Provided data →
┄┄┄┄┄┄┄┄┄┄┄┄┄┄┄┄┄┄┄┄
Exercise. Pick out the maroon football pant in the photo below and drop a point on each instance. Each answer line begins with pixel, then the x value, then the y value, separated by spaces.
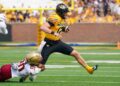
pixel 5 72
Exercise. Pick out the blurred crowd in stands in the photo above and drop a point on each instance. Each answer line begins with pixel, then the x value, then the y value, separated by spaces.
pixel 92 11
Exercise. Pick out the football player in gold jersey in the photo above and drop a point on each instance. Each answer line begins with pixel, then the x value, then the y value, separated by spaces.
pixel 55 25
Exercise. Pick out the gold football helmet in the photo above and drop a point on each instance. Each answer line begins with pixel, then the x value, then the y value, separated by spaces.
pixel 34 58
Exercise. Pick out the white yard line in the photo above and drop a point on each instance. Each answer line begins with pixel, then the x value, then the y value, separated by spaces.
pixel 82 82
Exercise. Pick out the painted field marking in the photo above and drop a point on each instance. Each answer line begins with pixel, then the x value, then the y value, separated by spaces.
pixel 81 82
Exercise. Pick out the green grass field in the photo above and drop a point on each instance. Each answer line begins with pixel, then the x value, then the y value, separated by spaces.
pixel 63 70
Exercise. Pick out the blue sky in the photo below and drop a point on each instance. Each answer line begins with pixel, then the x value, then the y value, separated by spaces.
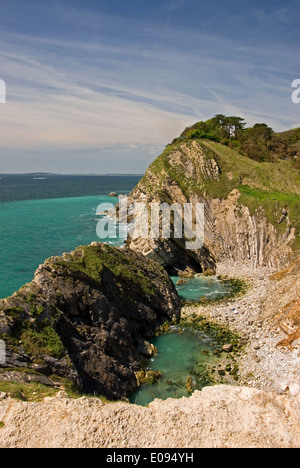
pixel 103 85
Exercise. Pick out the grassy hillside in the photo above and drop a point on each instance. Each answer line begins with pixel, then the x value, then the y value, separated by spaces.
pixel 271 186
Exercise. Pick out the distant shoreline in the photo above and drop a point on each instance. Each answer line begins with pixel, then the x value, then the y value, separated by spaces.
pixel 51 174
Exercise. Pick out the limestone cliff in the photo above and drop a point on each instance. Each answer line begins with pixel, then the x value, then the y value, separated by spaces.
pixel 251 208
pixel 86 317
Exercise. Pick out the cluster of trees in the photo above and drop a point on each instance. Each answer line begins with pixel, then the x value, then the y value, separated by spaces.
pixel 259 142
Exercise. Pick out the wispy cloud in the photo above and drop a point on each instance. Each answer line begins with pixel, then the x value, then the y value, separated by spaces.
pixel 91 90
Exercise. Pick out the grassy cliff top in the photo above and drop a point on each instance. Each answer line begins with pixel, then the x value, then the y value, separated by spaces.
pixel 272 186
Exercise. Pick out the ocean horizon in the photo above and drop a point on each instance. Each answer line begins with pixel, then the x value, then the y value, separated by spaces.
pixel 44 217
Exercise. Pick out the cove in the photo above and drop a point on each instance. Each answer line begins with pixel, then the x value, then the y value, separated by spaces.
pixel 182 353
pixel 199 287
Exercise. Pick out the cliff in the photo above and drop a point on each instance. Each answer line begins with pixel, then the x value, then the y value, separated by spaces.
pixel 86 317
pixel 251 207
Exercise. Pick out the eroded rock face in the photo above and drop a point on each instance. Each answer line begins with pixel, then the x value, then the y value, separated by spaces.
pixel 191 172
pixel 87 316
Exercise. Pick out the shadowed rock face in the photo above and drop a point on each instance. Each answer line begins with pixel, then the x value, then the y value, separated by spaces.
pixel 87 316
pixel 242 222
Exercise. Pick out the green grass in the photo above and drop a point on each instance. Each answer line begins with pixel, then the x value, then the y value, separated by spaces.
pixel 42 342
pixel 267 188
pixel 91 261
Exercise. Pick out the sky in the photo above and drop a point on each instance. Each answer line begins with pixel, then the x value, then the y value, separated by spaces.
pixel 102 86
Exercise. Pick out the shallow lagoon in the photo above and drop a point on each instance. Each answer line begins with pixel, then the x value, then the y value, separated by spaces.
pixel 200 287
pixel 182 353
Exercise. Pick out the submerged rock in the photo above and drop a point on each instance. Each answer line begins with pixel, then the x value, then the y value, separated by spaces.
pixel 87 316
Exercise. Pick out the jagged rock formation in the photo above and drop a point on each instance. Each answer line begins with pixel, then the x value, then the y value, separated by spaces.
pixel 87 316
pixel 251 209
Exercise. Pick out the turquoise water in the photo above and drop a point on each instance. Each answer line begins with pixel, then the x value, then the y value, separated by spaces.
pixel 43 216
pixel 180 355
pixel 201 286
pixel 33 230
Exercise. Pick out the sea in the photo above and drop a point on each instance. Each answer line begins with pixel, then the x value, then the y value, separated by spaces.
pixel 44 215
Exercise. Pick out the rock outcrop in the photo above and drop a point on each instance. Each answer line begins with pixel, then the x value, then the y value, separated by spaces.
pixel 216 417
pixel 87 316
pixel 246 216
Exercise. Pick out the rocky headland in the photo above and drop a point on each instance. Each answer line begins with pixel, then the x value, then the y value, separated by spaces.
pixel 87 316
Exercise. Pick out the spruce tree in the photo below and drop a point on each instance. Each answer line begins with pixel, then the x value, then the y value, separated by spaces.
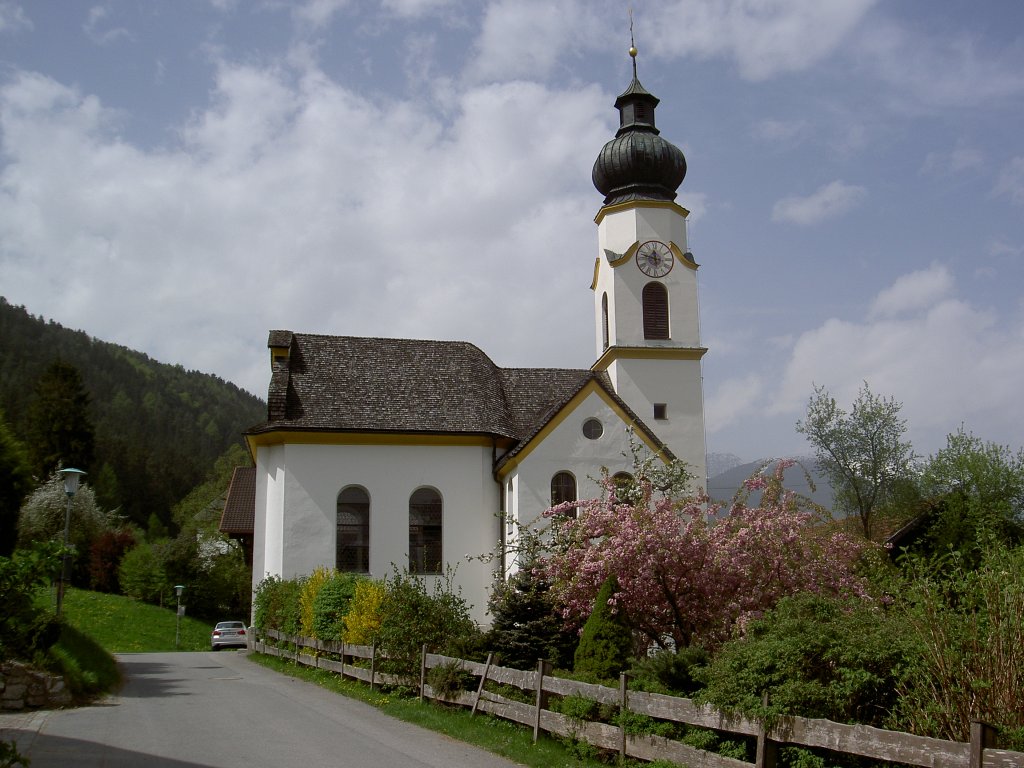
pixel 60 429
pixel 606 643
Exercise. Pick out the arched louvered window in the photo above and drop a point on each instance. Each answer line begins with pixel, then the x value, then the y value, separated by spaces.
pixel 425 531
pixel 604 320
pixel 563 488
pixel 352 541
pixel 655 311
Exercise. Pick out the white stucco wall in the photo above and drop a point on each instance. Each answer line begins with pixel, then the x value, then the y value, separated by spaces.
pixel 311 476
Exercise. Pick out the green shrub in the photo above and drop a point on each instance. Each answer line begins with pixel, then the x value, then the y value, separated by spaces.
pixel 606 643
pixel 525 626
pixel 668 672
pixel 276 605
pixel 411 617
pixel 25 628
pixel 332 603
pixel 814 656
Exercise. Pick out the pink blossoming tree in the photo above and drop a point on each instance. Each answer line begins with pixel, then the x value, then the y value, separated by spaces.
pixel 690 571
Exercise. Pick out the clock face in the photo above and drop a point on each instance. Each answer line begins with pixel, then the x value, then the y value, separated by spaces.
pixel 654 258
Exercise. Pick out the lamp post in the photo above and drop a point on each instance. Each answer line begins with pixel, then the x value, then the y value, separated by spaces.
pixel 71 478
pixel 178 589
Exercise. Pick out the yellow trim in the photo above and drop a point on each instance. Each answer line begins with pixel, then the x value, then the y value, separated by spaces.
pixel 312 437
pixel 563 414
pixel 647 353
pixel 616 207
pixel 681 259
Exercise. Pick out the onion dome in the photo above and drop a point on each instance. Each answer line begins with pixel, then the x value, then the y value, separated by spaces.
pixel 638 164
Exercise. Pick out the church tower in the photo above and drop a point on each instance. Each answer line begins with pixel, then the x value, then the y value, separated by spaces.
pixel 645 281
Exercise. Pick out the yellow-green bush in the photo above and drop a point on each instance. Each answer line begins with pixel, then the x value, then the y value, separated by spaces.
pixel 363 623
pixel 307 598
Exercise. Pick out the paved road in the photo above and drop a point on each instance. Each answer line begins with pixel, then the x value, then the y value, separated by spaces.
pixel 181 710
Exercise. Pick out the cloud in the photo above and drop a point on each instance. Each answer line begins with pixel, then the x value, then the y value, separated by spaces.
pixel 956 161
pixel 294 202
pixel 13 18
pixel 1011 181
pixel 526 38
pixel 827 202
pixel 913 293
pixel 934 353
pixel 97 13
pixel 765 39
pixel 936 72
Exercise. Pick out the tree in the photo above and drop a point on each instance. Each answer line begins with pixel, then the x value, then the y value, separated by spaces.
pixel 42 519
pixel 13 485
pixel 60 428
pixel 976 492
pixel 605 643
pixel 862 453
pixel 690 571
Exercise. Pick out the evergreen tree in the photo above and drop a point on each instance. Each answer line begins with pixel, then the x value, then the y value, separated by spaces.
pixel 13 485
pixel 606 643
pixel 60 428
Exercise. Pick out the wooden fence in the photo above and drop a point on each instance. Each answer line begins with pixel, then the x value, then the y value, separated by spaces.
pixel 539 684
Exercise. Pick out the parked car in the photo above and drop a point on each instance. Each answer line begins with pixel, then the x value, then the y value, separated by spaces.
pixel 228 634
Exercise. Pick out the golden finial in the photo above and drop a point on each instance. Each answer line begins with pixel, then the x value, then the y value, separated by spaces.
pixel 633 47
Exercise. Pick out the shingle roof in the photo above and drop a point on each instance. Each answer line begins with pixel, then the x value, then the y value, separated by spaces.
pixel 240 508
pixel 359 384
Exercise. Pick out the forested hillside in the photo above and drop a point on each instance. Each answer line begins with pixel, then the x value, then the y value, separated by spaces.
pixel 158 428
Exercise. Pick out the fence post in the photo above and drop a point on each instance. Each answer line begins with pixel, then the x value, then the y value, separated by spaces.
pixel 543 668
pixel 483 679
pixel 624 705
pixel 767 754
pixel 982 737
pixel 423 671
pixel 373 666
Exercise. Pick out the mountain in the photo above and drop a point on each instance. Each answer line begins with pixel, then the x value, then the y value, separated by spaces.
pixel 723 486
pixel 159 428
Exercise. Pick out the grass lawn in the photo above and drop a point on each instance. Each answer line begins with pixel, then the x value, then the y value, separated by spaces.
pixel 122 625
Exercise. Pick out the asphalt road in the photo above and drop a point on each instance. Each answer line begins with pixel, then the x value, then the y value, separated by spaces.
pixel 181 710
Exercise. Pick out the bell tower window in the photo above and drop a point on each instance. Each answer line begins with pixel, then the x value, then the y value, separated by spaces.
pixel 655 311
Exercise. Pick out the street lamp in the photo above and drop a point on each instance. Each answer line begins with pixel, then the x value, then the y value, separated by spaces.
pixel 71 478
pixel 178 589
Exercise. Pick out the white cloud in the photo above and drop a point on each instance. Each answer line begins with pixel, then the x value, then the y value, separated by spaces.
pixel 733 401
pixel 293 202
pixel 13 18
pixel 913 293
pixel 827 202
pixel 936 357
pixel 1011 181
pixel 526 38
pixel 935 72
pixel 956 161
pixel 765 38
pixel 94 23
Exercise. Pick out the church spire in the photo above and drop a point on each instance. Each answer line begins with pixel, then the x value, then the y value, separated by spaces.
pixel 638 164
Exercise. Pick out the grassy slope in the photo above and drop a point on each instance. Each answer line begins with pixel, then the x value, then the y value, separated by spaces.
pixel 121 625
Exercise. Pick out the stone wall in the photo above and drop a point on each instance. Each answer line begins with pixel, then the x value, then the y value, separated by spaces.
pixel 25 688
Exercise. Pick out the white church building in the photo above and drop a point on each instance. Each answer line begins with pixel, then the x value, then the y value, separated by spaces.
pixel 379 452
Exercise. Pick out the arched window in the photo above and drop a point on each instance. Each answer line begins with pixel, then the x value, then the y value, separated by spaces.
pixel 352 541
pixel 655 311
pixel 604 318
pixel 563 489
pixel 425 531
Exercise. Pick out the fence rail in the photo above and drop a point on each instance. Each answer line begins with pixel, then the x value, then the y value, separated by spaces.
pixel 861 740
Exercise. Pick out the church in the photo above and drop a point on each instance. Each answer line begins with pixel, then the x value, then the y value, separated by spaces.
pixel 424 455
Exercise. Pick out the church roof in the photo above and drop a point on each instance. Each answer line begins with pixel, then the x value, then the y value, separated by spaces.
pixel 240 508
pixel 359 384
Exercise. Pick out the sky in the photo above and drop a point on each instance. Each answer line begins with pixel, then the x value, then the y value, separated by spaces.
pixel 181 176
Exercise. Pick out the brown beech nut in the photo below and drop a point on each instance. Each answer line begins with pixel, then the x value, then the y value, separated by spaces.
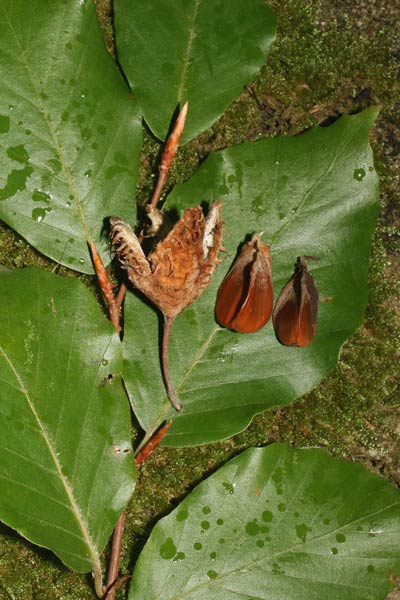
pixel 296 310
pixel 245 297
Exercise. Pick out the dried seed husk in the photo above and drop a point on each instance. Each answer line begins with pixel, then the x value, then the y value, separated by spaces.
pixel 245 297
pixel 296 310
pixel 176 272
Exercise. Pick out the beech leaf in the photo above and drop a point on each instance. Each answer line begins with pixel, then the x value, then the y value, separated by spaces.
pixel 173 51
pixel 276 523
pixel 70 132
pixel 312 195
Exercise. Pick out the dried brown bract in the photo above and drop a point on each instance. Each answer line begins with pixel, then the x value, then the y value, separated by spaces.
pixel 177 271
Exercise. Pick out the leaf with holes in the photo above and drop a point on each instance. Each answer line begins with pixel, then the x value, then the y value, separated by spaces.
pixel 204 52
pixel 276 523
pixel 70 132
pixel 314 194
pixel 66 468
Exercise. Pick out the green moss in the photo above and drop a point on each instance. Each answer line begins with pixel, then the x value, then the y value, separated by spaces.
pixel 329 58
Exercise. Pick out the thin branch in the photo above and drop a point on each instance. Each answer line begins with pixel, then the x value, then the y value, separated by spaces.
pixel 143 454
pixel 115 558
pixel 121 295
pixel 168 155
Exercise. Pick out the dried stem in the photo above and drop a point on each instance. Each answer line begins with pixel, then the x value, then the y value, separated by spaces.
pixel 168 155
pixel 121 295
pixel 143 454
pixel 114 587
pixel 114 305
pixel 113 309
pixel 106 287
pixel 164 364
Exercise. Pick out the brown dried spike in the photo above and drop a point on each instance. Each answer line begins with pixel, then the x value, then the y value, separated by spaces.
pixel 177 271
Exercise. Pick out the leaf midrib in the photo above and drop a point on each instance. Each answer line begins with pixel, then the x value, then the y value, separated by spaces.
pixel 53 454
pixel 186 61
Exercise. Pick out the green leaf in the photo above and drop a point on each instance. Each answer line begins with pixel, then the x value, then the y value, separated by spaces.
pixel 70 132
pixel 276 523
pixel 314 194
pixel 203 52
pixel 66 467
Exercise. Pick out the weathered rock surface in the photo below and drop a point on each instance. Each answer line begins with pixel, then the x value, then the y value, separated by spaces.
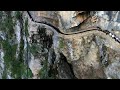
pixel 33 50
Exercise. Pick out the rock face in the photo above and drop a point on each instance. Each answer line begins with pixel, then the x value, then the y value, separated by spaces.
pixel 33 50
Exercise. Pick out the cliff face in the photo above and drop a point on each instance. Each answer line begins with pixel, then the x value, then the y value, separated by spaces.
pixel 30 49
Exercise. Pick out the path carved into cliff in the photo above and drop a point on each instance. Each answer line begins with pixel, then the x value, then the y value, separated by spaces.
pixel 110 37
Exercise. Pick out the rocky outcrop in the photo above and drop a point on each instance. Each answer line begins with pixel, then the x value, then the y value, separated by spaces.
pixel 33 50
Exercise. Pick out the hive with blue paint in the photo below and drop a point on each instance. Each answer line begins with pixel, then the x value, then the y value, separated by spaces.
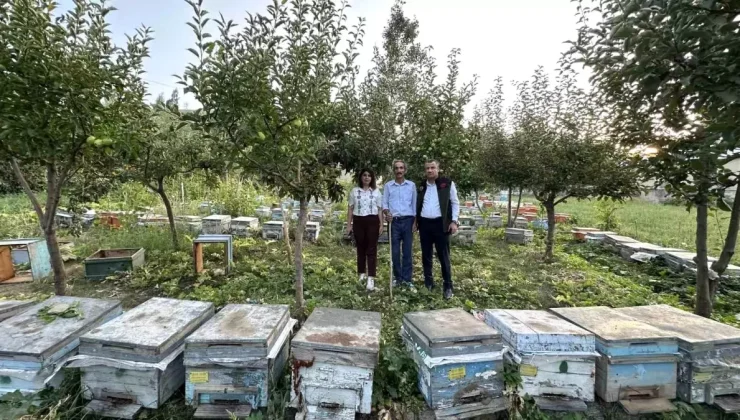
pixel 136 360
pixel 709 369
pixel 556 359
pixel 232 360
pixel 334 358
pixel 33 347
pixel 637 366
pixel 459 360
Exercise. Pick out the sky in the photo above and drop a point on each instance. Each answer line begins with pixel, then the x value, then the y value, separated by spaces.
pixel 507 38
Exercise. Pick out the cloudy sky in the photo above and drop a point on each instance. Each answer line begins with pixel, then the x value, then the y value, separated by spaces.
pixel 507 38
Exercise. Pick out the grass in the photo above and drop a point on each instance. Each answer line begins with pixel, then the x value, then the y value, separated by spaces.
pixel 490 274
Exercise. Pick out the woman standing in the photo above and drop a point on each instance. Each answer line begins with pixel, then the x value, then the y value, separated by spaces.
pixel 364 218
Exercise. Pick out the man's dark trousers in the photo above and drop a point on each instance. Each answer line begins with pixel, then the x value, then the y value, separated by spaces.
pixel 432 235
pixel 401 231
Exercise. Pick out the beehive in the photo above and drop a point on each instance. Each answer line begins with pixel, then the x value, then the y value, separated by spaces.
pixel 31 348
pixel 556 359
pixel 710 354
pixel 106 262
pixel 232 360
pixel 216 224
pixel 312 231
pixel 459 360
pixel 243 226
pixel 637 366
pixel 334 357
pixel 465 235
pixel 136 360
pixel 519 236
pixel 272 230
pixel 10 308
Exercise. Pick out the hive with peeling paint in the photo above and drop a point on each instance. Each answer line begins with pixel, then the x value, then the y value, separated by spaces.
pixel 334 358
pixel 708 371
pixel 136 360
pixel 460 362
pixel 31 348
pixel 233 358
pixel 555 358
pixel 637 363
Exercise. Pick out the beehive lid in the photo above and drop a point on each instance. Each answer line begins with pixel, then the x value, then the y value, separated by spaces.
pixel 539 331
pixel 218 217
pixel 28 335
pixel 246 325
pixel 153 328
pixel 445 327
pixel 611 325
pixel 11 306
pixel 340 330
pixel 691 330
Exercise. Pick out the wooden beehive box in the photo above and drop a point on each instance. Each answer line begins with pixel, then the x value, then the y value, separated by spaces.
pixel 216 224
pixel 637 366
pixel 243 226
pixel 312 231
pixel 232 360
pixel 466 235
pixel 556 359
pixel 709 350
pixel 31 347
pixel 105 262
pixel 460 361
pixel 334 357
pixel 272 230
pixel 10 308
pixel 519 236
pixel 137 358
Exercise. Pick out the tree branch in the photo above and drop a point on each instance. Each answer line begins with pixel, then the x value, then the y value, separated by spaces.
pixel 27 189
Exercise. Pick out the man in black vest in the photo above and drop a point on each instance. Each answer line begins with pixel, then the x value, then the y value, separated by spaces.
pixel 437 209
┄┄┄┄┄┄┄┄┄┄┄┄┄┄┄┄┄┄┄┄
Set problem → Reproduce the lines from the one containing "Exercise. Pick out the blue" to the one containing "pixel 103 85", with "blue sky" changed to "clear sky" and nothing else altered. Leave the pictures out.

The answer →
Exercise. Pick out the clear sky in the photo below and drop a point on each instance. Each answer line begins with pixel, then the x value, then the y value, separated by spaces.
pixel 103 85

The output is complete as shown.